> [OBIETTIVO DELL'ESERCIZIO]
Conta le righe dei record in cui compare la parola "with" e riporta soltanto il numero.

========================================================================

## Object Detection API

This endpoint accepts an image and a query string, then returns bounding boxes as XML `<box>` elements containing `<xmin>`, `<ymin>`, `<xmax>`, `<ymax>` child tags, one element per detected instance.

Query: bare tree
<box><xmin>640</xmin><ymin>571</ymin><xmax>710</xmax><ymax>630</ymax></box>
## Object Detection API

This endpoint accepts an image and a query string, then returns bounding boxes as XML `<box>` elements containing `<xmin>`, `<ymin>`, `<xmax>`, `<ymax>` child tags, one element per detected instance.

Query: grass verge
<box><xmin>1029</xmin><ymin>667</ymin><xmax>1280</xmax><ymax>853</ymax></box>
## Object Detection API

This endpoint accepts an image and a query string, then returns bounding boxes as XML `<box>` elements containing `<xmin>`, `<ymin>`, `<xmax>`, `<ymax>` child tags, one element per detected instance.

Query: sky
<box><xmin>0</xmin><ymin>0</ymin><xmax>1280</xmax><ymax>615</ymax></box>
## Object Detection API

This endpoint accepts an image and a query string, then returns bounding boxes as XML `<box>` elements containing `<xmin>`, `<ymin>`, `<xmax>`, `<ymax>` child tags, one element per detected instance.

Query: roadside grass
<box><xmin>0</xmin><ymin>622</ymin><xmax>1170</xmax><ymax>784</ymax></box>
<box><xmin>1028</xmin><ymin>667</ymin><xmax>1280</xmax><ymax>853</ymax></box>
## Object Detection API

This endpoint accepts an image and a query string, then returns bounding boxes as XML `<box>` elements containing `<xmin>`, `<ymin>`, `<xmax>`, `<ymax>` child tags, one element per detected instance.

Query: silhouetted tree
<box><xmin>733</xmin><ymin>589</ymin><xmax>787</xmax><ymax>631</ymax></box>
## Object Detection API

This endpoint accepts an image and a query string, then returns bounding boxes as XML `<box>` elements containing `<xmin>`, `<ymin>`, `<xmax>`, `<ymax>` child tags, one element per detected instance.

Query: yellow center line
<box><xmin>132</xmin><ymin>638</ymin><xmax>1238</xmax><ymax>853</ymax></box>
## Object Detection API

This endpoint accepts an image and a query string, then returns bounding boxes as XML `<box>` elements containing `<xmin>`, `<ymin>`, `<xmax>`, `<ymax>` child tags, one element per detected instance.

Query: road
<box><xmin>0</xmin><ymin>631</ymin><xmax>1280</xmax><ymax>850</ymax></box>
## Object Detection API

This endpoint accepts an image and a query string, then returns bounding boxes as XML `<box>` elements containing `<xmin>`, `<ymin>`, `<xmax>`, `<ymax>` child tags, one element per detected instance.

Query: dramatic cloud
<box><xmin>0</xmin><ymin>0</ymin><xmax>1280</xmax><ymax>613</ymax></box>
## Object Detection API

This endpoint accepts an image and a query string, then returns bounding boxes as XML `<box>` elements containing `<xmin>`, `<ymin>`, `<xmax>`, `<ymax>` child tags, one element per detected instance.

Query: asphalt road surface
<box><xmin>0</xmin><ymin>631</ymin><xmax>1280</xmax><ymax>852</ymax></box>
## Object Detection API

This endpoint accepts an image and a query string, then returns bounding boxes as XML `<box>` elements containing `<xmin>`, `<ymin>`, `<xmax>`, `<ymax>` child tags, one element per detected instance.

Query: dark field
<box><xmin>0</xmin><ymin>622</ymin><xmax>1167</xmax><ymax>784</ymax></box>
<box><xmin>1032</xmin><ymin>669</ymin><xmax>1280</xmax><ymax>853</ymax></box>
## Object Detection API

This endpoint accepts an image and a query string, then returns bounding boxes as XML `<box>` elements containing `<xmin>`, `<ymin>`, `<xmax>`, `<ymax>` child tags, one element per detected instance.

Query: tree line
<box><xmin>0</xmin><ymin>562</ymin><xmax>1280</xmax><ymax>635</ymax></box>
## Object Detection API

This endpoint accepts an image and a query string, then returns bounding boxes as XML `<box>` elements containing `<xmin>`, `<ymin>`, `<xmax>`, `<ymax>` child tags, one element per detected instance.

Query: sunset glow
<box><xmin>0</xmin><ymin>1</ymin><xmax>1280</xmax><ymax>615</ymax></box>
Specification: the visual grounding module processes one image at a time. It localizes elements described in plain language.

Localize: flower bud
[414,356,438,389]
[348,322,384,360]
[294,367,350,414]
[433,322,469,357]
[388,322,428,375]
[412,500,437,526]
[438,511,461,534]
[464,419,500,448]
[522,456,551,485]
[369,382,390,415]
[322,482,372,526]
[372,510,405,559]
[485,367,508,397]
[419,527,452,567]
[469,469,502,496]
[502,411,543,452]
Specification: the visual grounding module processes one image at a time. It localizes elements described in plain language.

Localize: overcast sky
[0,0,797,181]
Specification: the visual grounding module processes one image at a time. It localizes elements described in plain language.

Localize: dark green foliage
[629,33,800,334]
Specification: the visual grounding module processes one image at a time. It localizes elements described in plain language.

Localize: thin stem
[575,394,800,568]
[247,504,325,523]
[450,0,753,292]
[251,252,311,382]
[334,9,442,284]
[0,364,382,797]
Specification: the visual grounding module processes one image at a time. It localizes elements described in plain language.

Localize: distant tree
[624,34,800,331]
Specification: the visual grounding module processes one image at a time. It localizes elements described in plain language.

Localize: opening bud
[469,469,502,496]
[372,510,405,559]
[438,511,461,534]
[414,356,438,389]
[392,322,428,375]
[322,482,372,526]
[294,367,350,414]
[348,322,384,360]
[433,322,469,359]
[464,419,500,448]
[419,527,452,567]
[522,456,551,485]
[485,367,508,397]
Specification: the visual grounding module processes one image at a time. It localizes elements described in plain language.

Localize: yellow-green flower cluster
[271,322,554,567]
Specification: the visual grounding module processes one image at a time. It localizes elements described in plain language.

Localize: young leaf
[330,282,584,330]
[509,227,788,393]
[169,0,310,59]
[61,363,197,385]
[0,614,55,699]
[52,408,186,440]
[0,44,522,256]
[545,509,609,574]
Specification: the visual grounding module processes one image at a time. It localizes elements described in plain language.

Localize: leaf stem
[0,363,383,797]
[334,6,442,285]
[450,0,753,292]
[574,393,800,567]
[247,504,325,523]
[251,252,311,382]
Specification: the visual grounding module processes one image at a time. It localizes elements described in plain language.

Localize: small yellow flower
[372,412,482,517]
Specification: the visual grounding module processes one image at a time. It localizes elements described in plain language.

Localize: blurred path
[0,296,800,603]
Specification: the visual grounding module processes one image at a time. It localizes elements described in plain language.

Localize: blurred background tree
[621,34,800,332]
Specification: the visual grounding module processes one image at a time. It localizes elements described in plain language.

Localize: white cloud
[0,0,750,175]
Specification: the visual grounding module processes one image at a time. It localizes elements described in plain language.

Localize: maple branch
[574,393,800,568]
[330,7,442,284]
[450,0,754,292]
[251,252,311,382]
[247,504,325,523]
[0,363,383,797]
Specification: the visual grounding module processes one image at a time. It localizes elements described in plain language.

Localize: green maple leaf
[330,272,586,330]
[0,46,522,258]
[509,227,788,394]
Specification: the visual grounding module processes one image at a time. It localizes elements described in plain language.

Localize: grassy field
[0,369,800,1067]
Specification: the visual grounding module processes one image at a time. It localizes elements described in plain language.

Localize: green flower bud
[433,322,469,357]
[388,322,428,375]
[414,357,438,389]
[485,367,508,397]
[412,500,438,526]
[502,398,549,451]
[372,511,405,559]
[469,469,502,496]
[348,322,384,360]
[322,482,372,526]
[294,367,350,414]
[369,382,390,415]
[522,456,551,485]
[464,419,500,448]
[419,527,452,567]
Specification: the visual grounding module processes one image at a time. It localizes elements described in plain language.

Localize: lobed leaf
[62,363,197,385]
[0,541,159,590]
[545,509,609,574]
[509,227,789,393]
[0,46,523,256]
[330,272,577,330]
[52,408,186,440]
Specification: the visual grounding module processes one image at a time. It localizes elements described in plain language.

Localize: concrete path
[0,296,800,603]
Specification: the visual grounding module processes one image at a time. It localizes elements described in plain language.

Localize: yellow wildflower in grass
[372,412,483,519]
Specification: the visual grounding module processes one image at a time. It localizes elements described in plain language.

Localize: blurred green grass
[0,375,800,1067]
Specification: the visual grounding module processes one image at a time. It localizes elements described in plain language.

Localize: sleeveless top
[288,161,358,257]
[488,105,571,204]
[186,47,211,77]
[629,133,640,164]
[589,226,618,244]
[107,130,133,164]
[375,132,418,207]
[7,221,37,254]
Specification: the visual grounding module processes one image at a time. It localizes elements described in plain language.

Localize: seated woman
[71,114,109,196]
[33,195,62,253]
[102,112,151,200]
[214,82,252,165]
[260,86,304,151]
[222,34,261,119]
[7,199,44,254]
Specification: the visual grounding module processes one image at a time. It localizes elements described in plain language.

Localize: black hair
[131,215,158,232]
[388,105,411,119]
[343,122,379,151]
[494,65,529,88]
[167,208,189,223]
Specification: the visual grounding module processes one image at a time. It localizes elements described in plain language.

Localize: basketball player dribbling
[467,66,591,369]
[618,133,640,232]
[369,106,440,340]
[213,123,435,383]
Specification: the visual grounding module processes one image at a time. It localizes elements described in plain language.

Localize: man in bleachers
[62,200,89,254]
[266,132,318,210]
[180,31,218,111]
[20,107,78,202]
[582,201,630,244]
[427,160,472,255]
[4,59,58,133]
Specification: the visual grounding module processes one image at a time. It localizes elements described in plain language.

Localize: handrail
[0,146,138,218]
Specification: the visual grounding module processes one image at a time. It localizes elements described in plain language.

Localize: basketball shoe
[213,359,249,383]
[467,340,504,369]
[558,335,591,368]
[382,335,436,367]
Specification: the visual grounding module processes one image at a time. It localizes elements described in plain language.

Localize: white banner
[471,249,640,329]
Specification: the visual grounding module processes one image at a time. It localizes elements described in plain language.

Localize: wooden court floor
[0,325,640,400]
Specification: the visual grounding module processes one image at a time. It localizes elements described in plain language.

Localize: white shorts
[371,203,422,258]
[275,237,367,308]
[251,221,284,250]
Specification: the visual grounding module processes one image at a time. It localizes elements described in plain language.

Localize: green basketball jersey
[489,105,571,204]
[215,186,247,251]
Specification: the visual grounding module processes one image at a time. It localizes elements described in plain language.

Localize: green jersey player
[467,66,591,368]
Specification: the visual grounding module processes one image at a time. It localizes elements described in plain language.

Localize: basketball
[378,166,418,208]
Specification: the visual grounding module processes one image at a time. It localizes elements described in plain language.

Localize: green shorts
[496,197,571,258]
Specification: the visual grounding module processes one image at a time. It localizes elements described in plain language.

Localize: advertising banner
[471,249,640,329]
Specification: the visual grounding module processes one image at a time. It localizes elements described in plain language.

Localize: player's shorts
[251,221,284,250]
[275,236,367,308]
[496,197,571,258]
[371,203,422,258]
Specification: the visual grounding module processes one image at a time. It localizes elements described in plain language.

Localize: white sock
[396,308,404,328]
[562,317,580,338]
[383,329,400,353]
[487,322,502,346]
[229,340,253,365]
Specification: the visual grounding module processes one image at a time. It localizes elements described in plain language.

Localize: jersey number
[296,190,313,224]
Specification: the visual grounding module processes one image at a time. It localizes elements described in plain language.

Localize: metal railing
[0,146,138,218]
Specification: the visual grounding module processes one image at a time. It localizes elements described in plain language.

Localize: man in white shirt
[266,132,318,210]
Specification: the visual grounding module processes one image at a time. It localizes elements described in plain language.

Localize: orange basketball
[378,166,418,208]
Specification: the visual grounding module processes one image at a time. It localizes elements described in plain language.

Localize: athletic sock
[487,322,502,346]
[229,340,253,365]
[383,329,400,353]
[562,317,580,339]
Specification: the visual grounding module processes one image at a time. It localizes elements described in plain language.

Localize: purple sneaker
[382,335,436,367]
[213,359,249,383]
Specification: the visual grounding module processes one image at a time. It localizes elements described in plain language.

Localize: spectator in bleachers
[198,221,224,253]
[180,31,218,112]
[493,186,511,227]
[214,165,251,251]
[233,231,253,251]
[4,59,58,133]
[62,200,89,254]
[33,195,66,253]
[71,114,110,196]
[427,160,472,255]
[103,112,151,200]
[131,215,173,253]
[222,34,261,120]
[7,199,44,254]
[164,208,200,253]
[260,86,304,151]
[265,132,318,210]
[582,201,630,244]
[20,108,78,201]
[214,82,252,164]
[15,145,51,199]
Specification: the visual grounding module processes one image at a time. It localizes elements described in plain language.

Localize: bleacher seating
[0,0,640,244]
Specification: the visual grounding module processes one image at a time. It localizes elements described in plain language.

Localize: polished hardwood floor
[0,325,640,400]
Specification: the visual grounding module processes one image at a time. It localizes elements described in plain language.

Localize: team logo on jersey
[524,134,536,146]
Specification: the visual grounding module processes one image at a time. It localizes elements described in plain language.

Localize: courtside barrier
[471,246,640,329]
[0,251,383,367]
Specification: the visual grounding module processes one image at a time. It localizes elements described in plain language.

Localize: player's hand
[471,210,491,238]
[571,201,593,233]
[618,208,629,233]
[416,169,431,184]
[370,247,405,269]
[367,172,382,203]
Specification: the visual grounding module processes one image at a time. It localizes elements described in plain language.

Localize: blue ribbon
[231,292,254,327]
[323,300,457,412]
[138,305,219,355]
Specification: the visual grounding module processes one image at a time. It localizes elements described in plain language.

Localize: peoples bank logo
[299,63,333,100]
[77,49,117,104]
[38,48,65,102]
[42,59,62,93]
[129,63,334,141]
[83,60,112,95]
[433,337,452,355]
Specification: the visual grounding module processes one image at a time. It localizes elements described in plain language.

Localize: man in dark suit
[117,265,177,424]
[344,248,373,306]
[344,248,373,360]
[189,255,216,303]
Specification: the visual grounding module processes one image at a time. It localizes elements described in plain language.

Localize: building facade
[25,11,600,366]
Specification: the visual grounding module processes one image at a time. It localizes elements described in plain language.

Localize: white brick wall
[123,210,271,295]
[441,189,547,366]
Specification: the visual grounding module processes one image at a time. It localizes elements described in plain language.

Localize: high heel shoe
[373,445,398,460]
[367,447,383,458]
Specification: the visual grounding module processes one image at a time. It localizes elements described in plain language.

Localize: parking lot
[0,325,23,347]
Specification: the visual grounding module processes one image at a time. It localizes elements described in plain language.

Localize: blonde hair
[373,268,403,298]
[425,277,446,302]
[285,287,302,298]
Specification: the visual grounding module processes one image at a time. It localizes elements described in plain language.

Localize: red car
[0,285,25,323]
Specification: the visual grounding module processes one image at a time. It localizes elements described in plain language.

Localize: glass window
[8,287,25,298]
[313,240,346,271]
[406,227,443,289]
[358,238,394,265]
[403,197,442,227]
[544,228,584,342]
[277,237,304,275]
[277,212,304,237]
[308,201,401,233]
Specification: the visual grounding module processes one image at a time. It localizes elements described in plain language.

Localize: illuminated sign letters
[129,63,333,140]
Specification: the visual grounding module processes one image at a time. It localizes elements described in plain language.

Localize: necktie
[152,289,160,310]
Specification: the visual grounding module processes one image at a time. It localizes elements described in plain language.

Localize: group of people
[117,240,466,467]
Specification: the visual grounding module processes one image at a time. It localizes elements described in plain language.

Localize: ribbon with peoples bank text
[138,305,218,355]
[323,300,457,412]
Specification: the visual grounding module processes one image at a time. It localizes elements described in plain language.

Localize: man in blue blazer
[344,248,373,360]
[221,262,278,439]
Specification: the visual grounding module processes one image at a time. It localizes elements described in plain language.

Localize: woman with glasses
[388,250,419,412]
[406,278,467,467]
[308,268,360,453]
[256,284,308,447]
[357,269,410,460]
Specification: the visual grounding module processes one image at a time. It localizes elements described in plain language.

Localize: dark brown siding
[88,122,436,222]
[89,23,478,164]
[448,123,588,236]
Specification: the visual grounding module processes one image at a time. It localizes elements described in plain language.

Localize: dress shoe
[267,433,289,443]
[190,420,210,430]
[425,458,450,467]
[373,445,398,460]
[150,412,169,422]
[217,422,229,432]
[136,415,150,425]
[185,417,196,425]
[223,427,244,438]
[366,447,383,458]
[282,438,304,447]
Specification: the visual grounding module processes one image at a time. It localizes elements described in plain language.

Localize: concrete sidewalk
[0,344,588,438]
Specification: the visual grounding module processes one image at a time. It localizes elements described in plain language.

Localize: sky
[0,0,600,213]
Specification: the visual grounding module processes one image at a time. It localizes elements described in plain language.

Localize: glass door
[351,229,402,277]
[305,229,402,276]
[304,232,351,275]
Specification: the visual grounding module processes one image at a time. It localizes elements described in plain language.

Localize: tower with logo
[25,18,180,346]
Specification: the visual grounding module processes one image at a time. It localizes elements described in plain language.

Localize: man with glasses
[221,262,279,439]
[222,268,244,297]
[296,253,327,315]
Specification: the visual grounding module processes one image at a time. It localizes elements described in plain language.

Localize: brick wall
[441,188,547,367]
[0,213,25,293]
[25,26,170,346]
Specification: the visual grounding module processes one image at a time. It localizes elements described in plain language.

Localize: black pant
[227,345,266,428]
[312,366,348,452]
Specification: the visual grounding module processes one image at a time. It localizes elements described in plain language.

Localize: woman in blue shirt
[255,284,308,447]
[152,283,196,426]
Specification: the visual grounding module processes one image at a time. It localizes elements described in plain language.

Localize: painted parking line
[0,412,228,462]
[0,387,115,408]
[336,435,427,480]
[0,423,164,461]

========================================================================

> [ESERCIZIO SVOLTO]
4